### EXTRAIT DE PAGE
À vrai dire, ces fortunes ne seyaient pas à tous. Des hommes, il s’en rencontrait vraiment d’impossibles et, peut-on dire au propre, d’indécrottables. Ils venaient de très bas, s’étaient élevés par un continuel effort de courage qui ne permettait point de leur disputer les grades, mais jamais ils n’avaient pu se former, se procurer les élémens d’une éducation. Il fallait bien qu’ils fussent les premiers aux honneurs, ayant été les premiers à la peine, mais devait-on souhaiter qu’ils s’abstinssent de parler, d’écrire et de remuer, car à chaque coup ils eussent rendu leur gloire ridicule. Il leur fallait un champ de bataille et non pas un salon.

### DONNÉES
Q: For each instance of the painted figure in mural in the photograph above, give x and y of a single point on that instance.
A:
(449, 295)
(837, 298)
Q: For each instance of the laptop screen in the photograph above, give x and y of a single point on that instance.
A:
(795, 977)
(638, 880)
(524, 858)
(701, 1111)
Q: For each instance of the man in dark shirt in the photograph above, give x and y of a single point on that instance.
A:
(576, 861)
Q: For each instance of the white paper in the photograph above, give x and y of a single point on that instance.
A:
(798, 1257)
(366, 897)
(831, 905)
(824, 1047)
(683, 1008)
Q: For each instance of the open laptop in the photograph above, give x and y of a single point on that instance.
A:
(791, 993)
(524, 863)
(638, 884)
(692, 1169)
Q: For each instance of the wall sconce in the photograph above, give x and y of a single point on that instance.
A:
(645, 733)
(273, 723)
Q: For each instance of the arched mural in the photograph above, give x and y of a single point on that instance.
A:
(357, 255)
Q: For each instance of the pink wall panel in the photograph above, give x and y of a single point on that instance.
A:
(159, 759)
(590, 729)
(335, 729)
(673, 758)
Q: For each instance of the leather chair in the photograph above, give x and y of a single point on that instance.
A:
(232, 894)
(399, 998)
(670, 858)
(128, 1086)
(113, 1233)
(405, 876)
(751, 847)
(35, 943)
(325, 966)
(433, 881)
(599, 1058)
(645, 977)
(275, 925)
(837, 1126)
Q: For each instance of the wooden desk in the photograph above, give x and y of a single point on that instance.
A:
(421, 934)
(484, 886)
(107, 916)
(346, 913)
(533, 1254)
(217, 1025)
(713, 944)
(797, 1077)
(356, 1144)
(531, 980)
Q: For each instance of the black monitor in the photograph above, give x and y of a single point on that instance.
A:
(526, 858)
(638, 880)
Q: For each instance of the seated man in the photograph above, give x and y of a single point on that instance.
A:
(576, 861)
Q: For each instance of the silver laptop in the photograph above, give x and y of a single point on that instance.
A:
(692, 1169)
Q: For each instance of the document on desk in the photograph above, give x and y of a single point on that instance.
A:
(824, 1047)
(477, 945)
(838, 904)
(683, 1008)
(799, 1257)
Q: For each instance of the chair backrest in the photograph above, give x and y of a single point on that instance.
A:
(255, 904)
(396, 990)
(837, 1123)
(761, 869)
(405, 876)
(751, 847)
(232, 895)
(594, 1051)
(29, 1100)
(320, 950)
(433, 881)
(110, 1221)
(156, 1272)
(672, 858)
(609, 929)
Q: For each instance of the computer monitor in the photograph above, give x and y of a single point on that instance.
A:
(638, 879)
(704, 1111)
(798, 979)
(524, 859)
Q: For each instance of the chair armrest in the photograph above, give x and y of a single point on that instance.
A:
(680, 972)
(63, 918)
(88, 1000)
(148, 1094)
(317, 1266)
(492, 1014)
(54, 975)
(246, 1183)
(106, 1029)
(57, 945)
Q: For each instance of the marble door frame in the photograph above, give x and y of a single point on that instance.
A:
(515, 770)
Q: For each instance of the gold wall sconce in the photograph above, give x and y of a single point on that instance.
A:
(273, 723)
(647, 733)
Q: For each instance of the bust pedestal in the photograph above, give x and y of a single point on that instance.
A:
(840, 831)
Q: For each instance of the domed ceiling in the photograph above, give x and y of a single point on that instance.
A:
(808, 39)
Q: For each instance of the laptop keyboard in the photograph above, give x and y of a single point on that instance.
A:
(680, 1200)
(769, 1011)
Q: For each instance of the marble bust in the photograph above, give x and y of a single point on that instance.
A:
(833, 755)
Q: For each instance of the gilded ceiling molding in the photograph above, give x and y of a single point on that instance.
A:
* * *
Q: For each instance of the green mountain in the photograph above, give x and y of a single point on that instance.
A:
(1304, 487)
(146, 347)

### CONSIGNE
Recopiez à l'identique, dans l'extrait sur ces hommes venus de très bas, tout ce qui va de « À vrai dire, ces » jusqu'à « pas un salon. ».

### RÉPONSE
À vrai dire, ces fortunes ne seyaient pas à tous. Des hommes, il s’en rencontrait vraiment d’impossibles et, peut-on dire au propre, d’indécrottables. Ils venaient de très bas, s’étaient élevés par un continuel effort de courage qui ne permettait point de leur disputer les grades, mais jamais ils n’avaient pu se former, se procurer les élémens d’une éducation. Il fallait bien qu’ils fussent les premiers aux honneurs, ayant été les premiers à la peine, mais devait-on souhaiter qu’ils s’abstinssent de parler, d’écrire et de remuer, car à chaque coup ils eussent rendu leur gloire ridicule. Il leur fallait un champ de bataille et non pas un salon.